[Stated task]
Which lines in the records below contain the word "cluster"? Return each of them in full.

Stored data entries
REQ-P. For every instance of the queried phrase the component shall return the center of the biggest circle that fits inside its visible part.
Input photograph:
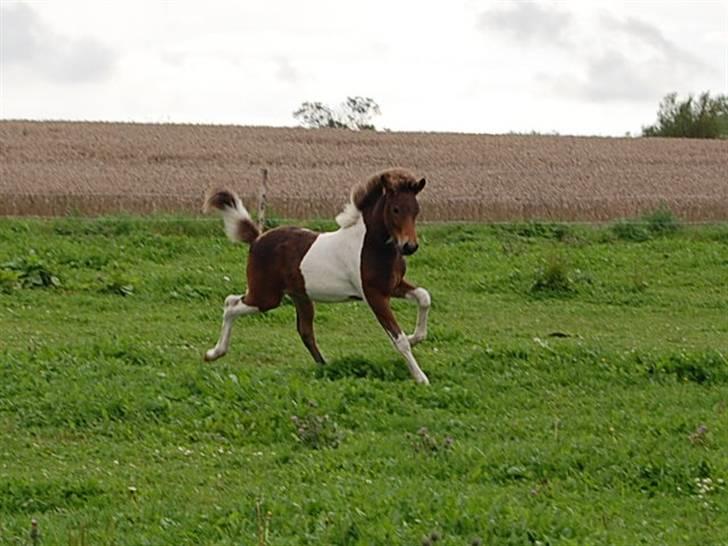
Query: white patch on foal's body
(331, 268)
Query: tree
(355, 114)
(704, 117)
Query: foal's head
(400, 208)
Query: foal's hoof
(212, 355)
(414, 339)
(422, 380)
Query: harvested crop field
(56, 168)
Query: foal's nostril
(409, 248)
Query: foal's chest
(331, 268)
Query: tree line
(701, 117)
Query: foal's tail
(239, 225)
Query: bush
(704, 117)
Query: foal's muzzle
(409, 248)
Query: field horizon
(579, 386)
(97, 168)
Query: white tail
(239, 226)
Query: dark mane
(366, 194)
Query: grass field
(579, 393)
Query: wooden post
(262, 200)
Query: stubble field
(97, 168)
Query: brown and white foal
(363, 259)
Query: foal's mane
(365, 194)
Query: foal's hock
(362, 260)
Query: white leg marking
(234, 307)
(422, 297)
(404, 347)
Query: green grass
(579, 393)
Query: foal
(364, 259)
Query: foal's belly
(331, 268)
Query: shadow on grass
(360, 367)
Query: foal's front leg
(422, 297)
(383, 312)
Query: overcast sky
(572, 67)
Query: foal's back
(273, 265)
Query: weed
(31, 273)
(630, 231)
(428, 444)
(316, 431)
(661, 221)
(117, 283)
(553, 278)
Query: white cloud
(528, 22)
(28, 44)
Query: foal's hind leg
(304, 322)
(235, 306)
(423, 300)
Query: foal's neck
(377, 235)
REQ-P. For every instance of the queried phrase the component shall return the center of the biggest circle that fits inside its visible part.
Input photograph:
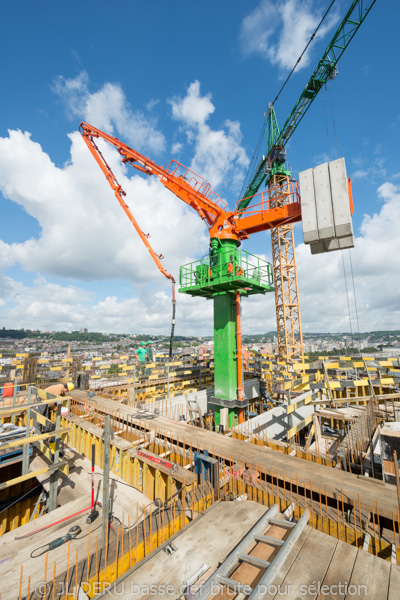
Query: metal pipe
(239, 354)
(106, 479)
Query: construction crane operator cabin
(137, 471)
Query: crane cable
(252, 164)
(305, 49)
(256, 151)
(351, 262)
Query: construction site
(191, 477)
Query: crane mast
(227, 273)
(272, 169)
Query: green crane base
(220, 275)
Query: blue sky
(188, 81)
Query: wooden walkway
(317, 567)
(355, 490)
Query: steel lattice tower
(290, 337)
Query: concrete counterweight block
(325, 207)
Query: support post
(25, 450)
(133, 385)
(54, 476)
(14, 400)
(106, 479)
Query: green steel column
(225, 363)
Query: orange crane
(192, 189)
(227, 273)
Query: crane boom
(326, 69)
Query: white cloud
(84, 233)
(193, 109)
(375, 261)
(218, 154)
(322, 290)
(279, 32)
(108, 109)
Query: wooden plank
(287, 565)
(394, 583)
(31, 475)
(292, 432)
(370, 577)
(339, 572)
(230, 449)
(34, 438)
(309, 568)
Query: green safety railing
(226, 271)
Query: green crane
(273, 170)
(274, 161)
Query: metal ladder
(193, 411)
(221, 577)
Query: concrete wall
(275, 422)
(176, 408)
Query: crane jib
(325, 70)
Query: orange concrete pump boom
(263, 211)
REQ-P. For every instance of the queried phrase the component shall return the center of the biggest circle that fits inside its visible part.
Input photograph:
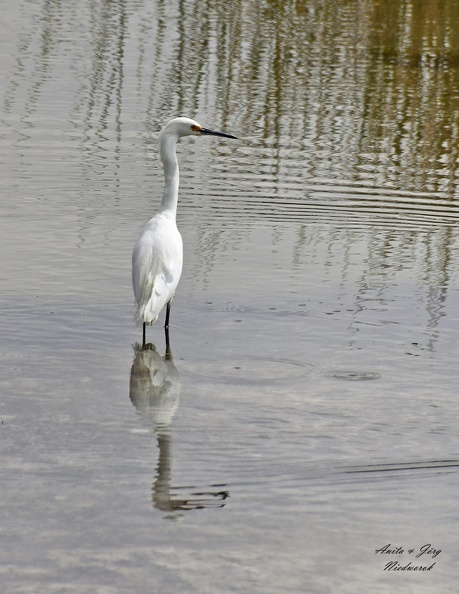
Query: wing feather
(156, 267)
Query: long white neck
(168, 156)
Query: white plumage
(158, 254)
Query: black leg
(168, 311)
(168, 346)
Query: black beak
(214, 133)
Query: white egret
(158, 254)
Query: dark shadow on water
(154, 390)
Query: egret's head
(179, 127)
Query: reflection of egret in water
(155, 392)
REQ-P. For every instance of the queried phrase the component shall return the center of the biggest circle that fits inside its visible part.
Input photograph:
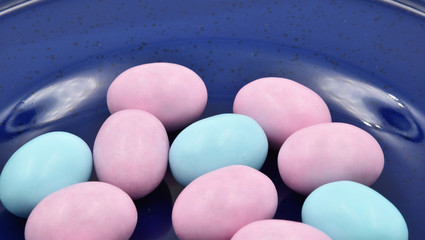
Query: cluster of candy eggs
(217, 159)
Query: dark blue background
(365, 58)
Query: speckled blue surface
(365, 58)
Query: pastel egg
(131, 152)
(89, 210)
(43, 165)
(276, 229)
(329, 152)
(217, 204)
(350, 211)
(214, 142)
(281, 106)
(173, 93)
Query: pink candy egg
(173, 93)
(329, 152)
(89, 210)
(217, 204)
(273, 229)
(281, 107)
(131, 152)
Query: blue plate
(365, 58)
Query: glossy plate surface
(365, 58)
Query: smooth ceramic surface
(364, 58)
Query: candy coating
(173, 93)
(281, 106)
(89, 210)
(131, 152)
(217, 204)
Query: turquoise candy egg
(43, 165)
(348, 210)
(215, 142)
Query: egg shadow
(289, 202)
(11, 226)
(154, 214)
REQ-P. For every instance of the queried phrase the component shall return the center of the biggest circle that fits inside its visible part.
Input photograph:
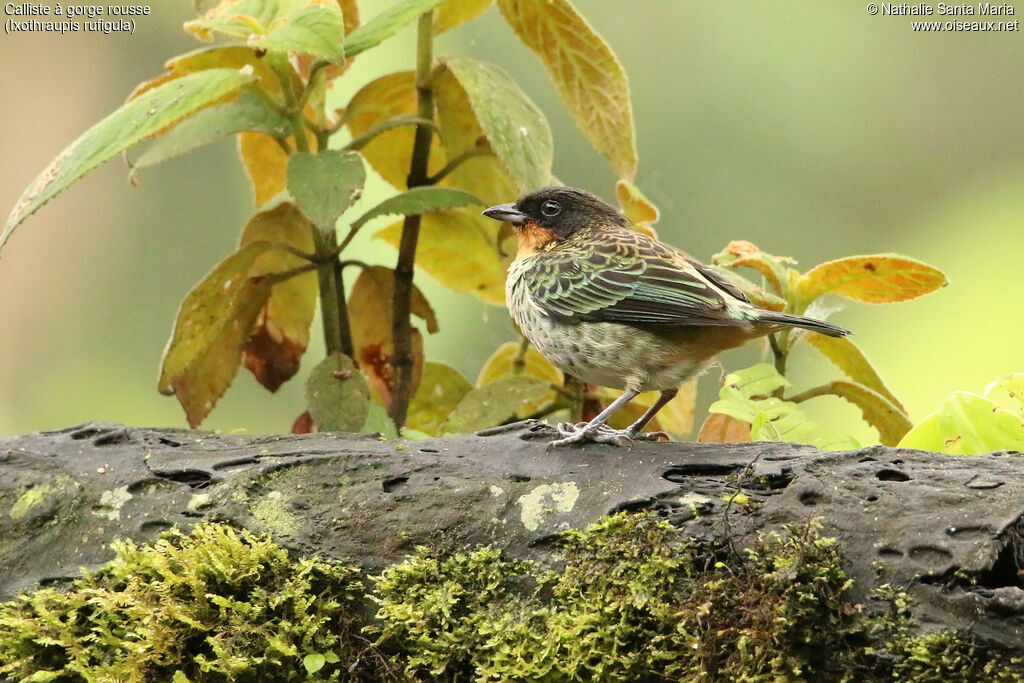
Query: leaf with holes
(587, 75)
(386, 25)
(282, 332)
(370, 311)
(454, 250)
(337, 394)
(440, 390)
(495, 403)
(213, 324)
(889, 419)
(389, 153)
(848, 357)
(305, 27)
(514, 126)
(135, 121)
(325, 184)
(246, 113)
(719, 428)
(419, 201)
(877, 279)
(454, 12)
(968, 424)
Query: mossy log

...

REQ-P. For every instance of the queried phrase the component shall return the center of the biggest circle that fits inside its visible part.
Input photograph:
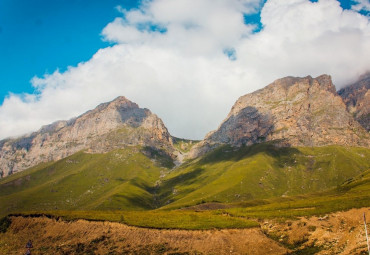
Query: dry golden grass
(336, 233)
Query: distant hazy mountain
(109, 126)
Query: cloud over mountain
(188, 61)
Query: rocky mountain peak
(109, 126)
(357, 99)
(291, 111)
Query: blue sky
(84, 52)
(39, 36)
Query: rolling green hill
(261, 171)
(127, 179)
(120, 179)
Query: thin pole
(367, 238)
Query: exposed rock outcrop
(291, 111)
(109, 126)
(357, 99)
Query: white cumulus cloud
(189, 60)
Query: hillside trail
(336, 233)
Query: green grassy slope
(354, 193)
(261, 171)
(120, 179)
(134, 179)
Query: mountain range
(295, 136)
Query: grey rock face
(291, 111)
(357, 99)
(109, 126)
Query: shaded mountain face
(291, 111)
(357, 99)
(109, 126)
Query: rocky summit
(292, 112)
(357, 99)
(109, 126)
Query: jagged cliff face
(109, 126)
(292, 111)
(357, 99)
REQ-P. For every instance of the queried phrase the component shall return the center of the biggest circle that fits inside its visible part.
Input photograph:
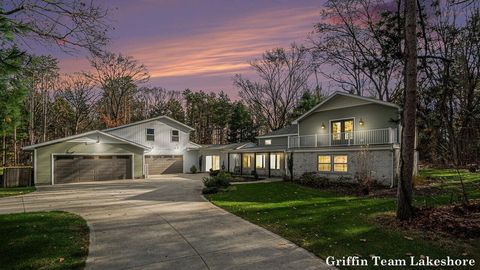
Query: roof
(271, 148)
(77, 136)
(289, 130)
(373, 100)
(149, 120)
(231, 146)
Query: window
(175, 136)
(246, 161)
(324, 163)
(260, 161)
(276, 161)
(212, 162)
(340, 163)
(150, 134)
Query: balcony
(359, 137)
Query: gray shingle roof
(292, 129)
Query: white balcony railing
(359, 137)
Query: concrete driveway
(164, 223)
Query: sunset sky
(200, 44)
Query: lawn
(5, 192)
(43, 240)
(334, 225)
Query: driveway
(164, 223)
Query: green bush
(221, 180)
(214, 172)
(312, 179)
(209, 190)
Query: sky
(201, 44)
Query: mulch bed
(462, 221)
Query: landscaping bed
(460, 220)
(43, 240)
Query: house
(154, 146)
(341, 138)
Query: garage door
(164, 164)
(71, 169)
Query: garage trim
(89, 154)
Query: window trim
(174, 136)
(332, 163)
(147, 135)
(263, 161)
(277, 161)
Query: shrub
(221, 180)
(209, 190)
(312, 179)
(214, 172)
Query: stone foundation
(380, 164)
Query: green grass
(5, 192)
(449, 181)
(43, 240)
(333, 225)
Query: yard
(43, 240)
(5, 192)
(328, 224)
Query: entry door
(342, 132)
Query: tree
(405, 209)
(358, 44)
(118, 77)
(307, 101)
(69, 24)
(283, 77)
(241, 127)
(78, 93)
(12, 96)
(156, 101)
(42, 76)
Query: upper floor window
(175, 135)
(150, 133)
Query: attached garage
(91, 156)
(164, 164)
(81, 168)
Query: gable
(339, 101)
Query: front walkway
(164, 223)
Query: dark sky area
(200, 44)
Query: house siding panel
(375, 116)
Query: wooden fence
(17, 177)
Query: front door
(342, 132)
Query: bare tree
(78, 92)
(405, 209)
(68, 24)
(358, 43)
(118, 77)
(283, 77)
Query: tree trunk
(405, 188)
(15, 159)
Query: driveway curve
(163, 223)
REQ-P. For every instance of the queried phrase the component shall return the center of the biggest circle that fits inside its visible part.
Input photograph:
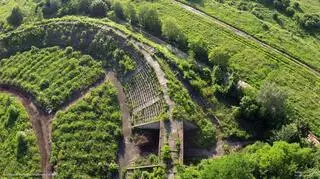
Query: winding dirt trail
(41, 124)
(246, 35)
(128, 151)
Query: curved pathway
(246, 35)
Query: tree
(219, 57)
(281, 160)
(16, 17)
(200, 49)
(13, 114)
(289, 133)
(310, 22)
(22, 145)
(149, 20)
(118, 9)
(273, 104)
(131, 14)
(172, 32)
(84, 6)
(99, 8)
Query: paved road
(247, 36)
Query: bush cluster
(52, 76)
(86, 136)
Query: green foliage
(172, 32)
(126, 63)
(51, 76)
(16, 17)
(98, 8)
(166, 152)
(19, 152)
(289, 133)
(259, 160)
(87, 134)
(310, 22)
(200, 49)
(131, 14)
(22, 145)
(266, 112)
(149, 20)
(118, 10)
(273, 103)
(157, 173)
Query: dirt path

[Written response]
Query: cluster of candy eggs
Query: bush cluster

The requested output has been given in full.